When the line containing "[locate] large dark" is found in the data below, copy it and each line after it through the line containing "[locate] farther bluish-green", exactly and with no others.
(Data Opens)
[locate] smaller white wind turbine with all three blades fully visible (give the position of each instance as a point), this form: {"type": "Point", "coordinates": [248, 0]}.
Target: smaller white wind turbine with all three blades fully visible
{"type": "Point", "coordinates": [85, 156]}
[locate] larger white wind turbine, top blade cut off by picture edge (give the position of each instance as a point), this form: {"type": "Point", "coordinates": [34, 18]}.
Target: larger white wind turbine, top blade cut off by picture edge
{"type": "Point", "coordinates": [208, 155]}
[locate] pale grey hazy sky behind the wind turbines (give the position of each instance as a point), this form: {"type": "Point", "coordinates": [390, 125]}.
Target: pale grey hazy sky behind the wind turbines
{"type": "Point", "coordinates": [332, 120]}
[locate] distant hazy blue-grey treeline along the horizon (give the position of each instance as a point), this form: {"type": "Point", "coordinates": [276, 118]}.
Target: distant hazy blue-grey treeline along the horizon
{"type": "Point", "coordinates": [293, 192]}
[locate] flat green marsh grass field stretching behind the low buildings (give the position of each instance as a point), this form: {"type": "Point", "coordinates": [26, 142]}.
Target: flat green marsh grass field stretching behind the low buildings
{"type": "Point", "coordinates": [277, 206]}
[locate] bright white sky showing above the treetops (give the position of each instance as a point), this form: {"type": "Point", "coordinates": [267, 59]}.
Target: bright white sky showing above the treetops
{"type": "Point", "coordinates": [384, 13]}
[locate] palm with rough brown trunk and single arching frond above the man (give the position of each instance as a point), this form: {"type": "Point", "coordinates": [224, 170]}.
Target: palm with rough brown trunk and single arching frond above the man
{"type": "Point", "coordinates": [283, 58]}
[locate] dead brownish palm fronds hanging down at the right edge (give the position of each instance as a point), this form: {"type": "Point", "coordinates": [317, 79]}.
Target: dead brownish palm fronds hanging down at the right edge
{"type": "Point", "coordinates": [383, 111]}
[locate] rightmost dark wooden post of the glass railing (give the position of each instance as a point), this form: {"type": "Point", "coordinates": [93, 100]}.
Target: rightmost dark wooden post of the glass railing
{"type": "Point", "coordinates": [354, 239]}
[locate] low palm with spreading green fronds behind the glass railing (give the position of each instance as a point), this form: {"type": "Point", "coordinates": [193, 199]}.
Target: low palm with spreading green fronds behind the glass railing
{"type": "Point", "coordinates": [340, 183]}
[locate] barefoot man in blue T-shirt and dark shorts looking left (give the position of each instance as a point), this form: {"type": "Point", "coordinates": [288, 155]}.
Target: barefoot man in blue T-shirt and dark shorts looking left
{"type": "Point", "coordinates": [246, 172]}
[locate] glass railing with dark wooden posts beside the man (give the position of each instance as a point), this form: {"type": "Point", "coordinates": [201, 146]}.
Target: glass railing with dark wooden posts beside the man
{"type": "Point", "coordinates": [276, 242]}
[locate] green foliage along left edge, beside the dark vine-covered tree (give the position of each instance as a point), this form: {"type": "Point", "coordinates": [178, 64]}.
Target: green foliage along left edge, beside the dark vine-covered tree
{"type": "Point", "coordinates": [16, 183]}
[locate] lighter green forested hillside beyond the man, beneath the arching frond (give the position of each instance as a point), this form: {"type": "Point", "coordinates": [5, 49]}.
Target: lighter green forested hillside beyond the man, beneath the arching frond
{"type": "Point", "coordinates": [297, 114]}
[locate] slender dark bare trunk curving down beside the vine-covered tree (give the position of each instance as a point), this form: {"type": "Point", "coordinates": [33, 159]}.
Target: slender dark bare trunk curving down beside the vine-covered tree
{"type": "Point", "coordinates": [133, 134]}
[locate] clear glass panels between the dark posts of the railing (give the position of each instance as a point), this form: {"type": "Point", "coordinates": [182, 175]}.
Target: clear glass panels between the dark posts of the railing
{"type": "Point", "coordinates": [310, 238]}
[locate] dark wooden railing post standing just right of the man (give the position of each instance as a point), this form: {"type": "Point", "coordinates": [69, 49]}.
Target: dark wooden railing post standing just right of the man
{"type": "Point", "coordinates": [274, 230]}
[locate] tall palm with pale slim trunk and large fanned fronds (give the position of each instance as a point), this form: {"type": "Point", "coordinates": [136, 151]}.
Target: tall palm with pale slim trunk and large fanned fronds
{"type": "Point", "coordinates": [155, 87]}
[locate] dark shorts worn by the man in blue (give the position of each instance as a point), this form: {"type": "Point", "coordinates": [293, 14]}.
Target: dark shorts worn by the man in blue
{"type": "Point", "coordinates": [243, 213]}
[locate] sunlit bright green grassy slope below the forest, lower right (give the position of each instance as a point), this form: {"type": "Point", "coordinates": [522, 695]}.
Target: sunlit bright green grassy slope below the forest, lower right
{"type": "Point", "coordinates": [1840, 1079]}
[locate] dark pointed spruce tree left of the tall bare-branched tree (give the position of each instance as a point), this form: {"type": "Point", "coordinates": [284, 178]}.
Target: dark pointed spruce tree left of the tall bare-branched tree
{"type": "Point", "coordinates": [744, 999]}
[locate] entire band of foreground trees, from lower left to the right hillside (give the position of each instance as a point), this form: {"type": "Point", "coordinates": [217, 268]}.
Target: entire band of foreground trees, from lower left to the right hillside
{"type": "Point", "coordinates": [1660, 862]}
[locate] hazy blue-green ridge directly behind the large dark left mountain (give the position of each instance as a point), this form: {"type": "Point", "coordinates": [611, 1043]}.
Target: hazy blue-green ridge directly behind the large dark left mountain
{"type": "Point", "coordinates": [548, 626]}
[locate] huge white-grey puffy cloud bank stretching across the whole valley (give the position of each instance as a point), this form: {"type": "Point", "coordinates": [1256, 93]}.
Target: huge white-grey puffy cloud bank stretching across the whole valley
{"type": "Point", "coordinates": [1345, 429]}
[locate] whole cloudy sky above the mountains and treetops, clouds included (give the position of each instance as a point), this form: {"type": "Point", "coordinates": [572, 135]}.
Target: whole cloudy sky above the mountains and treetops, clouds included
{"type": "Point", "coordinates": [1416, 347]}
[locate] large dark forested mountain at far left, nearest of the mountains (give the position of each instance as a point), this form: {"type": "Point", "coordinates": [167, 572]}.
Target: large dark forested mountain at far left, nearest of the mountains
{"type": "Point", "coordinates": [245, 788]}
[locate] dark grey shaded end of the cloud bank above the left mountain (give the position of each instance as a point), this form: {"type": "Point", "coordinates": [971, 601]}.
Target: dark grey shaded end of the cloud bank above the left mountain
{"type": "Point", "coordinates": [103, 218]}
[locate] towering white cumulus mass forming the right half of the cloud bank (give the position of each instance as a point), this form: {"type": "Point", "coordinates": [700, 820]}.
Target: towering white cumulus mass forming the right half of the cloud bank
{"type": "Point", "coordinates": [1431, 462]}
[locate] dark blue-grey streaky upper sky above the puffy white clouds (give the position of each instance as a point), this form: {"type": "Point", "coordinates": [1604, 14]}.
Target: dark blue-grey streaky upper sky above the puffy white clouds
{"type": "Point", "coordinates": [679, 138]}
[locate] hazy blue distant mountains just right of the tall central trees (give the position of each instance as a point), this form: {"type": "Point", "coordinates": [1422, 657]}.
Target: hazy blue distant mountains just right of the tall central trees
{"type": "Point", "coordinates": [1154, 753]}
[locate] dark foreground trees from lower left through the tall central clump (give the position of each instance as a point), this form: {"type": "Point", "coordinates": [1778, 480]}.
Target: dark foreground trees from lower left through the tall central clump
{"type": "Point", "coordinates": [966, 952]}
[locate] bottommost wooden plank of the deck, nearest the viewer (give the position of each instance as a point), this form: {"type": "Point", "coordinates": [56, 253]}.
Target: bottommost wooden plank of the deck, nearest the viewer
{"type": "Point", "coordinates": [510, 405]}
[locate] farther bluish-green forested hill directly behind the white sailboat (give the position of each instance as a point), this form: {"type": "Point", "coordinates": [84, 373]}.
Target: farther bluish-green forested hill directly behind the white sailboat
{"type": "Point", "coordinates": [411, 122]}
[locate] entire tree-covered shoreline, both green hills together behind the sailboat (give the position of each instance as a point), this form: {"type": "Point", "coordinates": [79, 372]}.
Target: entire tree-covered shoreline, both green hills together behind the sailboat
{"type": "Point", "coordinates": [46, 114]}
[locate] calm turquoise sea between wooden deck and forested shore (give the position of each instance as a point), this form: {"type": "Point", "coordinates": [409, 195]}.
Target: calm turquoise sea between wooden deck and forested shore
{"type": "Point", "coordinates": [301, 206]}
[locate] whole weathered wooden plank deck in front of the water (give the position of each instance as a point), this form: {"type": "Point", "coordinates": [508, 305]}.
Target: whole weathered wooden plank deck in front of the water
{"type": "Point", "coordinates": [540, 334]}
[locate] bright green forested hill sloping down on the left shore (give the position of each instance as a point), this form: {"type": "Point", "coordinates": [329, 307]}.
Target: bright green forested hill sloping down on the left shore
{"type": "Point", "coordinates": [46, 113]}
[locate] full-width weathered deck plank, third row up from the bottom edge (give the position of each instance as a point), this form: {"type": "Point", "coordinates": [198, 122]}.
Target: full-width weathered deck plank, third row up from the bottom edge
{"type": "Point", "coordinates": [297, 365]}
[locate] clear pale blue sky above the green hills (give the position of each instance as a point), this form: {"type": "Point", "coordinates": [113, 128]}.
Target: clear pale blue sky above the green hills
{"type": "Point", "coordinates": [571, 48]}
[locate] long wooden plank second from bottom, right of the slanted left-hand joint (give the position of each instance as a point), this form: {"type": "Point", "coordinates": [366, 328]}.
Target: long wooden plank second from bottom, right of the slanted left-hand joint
(Data Closes)
_Task output_
[locate] large dark forested mountain at far left, nearest of the mountains (give the position of each instance as a point), this form: {"type": "Point", "coordinates": [167, 572]}.
Target: large dark forested mountain at far left, nearest of the mountains
{"type": "Point", "coordinates": [245, 788]}
[locate] dark grey shaded end of the cloud bank above the left mountain (give the position of each instance as a point), this form: {"type": "Point", "coordinates": [971, 601]}.
Target: dark grey shaded end of the cloud bank above the left mountain
{"type": "Point", "coordinates": [103, 218]}
[locate] towering white cumulus mass forming the right half of the cloud bank (give the position of each instance as a point), this form: {"type": "Point", "coordinates": [700, 820]}.
Target: towering white cumulus mass forming the right half of the cloud bank
{"type": "Point", "coordinates": [1431, 462]}
[locate] dark blue-grey streaky upper sky above the puffy white clouds (give the position of each instance as a point), this form: {"type": "Point", "coordinates": [1604, 14]}.
Target: dark blue-grey streaky upper sky above the puffy white clouds
{"type": "Point", "coordinates": [679, 138]}
[locate] hazy blue distant mountains just right of the tall central trees (give the position of each instance as a point), this form: {"type": "Point", "coordinates": [1422, 657]}.
Target: hazy blue distant mountains just right of the tall central trees
{"type": "Point", "coordinates": [1154, 753]}
[locate] dark foreground trees from lower left through the tall central clump (give the position of each instance as a point), this form: {"type": "Point", "coordinates": [1778, 480]}.
Target: dark foreground trees from lower left through the tall central clump
{"type": "Point", "coordinates": [966, 952]}
[locate] bottommost wooden plank of the deck, nearest the viewer (give the position of each instance as a point), this form: {"type": "Point", "coordinates": [56, 253]}.
Target: bottommost wooden plank of the deck, nearest the viewer
{"type": "Point", "coordinates": [510, 405]}
[locate] farther bluish-green forested hill directly behind the white sailboat (give the position of each instance as a point), this form: {"type": "Point", "coordinates": [84, 373]}.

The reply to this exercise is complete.